## Task instructions
Extract each line of the data below exactly as written.

====== Records supplied

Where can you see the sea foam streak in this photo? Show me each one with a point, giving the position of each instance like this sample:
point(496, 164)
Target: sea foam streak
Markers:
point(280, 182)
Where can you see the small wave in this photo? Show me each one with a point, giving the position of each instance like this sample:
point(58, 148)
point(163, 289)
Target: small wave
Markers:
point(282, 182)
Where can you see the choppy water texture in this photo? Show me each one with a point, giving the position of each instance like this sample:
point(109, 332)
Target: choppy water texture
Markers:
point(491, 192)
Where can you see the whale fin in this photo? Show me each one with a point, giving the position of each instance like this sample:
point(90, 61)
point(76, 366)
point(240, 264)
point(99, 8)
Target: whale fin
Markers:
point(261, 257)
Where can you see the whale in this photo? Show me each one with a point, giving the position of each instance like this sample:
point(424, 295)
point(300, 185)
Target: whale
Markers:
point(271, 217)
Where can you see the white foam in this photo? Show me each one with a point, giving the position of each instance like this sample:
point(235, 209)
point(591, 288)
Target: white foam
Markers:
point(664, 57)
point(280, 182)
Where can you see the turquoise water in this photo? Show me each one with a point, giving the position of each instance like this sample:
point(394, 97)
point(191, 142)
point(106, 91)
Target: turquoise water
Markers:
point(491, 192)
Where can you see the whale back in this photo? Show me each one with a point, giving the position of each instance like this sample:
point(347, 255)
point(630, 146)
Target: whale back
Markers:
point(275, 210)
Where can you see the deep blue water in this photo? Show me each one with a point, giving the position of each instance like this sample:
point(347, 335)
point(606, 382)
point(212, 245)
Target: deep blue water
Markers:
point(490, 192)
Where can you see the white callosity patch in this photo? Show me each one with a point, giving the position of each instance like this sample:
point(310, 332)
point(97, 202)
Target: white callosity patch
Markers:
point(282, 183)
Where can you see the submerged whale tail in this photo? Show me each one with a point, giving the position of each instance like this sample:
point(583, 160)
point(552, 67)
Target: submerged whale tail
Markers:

============

## Full solution
Where can you see the sea foam streak in this photo? Show me each one with a point, giving the position of each instance like this sample:
point(496, 164)
Target: sea foam streak
Markers:
point(280, 182)
Where can you see the small wave in this photo? Show me each one with a point, giving the position of each instance like this sample:
point(58, 148)
point(163, 289)
Target: small wave
Markers:
point(282, 182)
Where can you see the choppy water texture in this photo? Show me each one with a point, giving the position of each instance like this sample:
point(109, 332)
Target: choppy water texture
Markers:
point(491, 192)
Where can you see the whale fin in this photo? Show me each one with a point, giving the position of each instance like this sample:
point(90, 61)
point(76, 366)
point(240, 264)
point(99, 8)
Target: whale fin
Markers:
point(261, 257)
Where can you see the whale in this photo? Show me each one with a point, giving the position of each instance like this sample:
point(424, 295)
point(300, 185)
Target: whale
Markers:
point(271, 217)
Where can you see the white foam in this photo? Show me each one with a point, giving the position of each instance like this sample:
point(235, 209)
point(591, 288)
Target: white foam
Markers:
point(664, 57)
point(280, 182)
Where can you see the turquoise water in this photo? Show me each one with a point, giving the position of each instance like this sample:
point(394, 97)
point(191, 142)
point(106, 91)
Target: turquoise water
Markers:
point(491, 192)
Where can you see the whale back in this photo? Show me each one with a point, giving the position of each instance like this sample:
point(347, 255)
point(630, 146)
Target: whale back
Markers:
point(275, 210)
Where can you see the deep blue water in this photo? Show me each one with a point, giving the position of each instance like this sample:
point(347, 335)
point(606, 382)
point(212, 245)
Target: deep blue water
Markers:
point(490, 192)
Where can you see the white callosity patch in this photo? Show me each one with a point, giving the position of each instance like this sample:
point(310, 332)
point(97, 202)
Target: white callosity patch
Markers:
point(282, 183)
Where can you see the submerged whale tail in this photo? Show me each one with a point, giving the position of each instance like this sample:
point(583, 160)
point(552, 67)
Target: submerged whale tail
Markers:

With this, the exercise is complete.